__What to work on__:
- 1) In the excerpt on military leadership, update everything from "The best military" down to "Cancer Society's Patterson." by replacing "hill" with "ridge".
- 2) Which book did Maj. Nate Allen cowrite, according to the excerpt on military leadership?
- 3) Resume the excerpt on military leadership from its last sentence.

__Excerpt to read__:
========================================

The best military leaders have to learn the fine art of motivation early on. "You have a lot of smart people in the military, and you can't just order them to take a hill. You have to tell them why they're taking the hill and get them to want to do it," says the American Cancer Society's Patterson.
Maj. Nate Allen, a West Point professor who cowrote a popular Army leadership book, Taking the Guidon, says, "The military is definitely a different environment, but people are people. They don't want to be managed. They want to be led. They want to understand what they're doing and why."
That's advice business executives would do well to heed. "In the private sector, people are taught to be good managers. But in the military they're taught to be good leaders," Gauss says. "While you need to organize things, it's ultimately more important to inspire people to exceed their own limits."
Despite the military's command hierarchy, falling back on rank is a no-no. "If you have to rely on the fact that you're a colonel to get people to do things, it just won't work. You can't rely on the insignia on your collar. You have to be a good leader," Patterson says. "And it's the exact same thing in the corporate world. You just don't happen to wear a uniform."
Adapt and Survive
Being a successful military leader requires flexibility and adaptability to change—traits that suit IT leaders well too. Unisys CIO Carrow learned the importance of adaptability while fighting in the jungles of Vietnam. "The things you practiced in terms of motivation, strategy and tactics didn't mean much of anything in the live combat situation," Carrow says. "You can make all the plans in the world, but when you're in the midst of it, it's your real-time reactions that count."

========================================

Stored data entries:
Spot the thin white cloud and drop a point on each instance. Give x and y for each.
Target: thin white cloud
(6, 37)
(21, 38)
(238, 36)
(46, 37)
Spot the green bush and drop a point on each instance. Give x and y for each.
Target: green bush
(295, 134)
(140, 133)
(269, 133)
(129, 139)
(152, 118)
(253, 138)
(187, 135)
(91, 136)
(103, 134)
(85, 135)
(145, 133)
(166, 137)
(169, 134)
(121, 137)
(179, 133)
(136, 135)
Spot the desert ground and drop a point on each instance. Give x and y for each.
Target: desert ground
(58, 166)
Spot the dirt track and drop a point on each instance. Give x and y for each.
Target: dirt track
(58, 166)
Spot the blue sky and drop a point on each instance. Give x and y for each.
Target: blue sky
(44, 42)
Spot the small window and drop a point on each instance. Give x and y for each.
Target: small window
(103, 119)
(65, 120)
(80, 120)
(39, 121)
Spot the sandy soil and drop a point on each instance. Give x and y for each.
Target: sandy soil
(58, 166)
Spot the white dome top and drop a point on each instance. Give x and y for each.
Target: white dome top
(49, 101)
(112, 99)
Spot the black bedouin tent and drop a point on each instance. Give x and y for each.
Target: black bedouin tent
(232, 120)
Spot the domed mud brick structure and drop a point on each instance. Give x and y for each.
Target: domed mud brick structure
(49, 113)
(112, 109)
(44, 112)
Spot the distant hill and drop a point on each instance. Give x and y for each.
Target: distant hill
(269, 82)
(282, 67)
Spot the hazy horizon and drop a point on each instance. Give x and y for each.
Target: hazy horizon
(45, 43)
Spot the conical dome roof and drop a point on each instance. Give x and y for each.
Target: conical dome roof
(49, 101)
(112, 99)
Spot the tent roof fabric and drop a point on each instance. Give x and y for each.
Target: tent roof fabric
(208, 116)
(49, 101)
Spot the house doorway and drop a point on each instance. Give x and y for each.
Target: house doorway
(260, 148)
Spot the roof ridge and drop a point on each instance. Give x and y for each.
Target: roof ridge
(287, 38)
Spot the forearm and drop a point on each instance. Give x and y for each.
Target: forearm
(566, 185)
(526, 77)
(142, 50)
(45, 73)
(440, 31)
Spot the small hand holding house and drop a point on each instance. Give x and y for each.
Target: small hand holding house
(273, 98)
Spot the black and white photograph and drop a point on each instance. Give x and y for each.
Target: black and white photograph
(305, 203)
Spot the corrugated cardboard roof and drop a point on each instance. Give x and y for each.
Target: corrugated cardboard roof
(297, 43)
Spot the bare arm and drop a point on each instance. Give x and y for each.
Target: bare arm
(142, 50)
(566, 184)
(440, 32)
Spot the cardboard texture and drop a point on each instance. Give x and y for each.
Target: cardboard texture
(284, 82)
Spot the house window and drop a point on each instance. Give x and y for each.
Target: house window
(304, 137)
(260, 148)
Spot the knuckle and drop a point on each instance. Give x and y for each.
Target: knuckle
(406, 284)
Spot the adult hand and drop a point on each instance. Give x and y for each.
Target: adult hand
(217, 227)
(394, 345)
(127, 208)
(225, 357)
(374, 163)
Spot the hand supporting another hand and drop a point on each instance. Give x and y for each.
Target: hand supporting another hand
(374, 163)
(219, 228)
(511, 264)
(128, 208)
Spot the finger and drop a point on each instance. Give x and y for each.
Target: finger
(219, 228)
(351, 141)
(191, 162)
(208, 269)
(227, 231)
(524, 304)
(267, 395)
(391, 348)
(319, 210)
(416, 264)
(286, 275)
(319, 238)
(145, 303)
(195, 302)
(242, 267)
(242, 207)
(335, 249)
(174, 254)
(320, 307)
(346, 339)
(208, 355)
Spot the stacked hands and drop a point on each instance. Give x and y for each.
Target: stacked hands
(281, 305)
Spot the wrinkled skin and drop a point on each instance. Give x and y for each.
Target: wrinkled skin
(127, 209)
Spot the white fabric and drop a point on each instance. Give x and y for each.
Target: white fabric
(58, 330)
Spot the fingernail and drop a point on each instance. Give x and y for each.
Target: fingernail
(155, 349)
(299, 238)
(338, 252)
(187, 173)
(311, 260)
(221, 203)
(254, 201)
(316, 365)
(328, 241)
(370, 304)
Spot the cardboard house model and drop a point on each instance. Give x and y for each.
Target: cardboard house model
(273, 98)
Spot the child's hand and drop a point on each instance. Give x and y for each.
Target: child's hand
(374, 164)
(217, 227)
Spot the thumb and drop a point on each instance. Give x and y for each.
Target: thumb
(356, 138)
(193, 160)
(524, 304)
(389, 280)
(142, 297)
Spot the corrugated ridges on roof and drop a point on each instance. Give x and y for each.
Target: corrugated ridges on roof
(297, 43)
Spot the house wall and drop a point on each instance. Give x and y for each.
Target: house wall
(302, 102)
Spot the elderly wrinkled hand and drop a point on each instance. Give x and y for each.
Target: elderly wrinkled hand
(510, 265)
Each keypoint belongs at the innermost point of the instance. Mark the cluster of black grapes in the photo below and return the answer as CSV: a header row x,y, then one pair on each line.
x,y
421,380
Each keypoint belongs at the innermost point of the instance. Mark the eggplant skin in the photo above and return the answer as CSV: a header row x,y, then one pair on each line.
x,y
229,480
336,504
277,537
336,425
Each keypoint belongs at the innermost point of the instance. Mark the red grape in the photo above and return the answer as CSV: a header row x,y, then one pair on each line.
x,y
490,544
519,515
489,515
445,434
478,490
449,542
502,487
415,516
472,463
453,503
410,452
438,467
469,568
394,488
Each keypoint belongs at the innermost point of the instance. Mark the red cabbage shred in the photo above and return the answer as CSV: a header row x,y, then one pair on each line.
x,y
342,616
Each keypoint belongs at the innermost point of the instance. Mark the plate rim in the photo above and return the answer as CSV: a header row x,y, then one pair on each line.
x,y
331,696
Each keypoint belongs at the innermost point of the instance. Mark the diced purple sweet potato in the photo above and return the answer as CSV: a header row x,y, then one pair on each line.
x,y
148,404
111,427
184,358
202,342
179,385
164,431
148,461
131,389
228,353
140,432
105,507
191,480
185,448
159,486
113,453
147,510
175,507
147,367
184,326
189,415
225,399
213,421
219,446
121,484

========================================

__Answers by item__:
- 1)
The best military leaders have to learn the fine art of motivation early on. "You have a lot of smart people in the military, and you can't just order them to take a ridge. You have to tell them why they're taking the ridge and get them to want to do it," says the American Cancer Society's Patterson.

- 2) Taking the Guidon, a popular Army leadership book.

- 3)
But adaptability doesn't mean aimlessness. What Carrow and others with military experience have learned is that your objective should never change, whether on the battlefield or in the boardroom. "Let's say in the Army you plan to seize a target. There may be enemy forces, there may be terrain issues, or you may have to cross a river. You figure out how to overcome those obstacles and go after your target," Carrow says. "The one thing you can be sure of is that the plan will change right away. The rivers may have swollen, there may be more enemy forces than you expected, and you have to adjust."
Carrow says he's faced the same type of situation time and again in business. Competitive issues come up, financial situations change, or resource and talent problems arise. "All the plans a company has made may change. Look at what happened on Sept. 11," he says.
Carrow still recalls being a West Point cadet and walking through a stone archway and seeing the words, "If you don't progress, you deteriorate." The statement is as true today as it was when West Point was built, he says. Every institution and every good leader—whether in the military or your company—must keep adapting to new realities.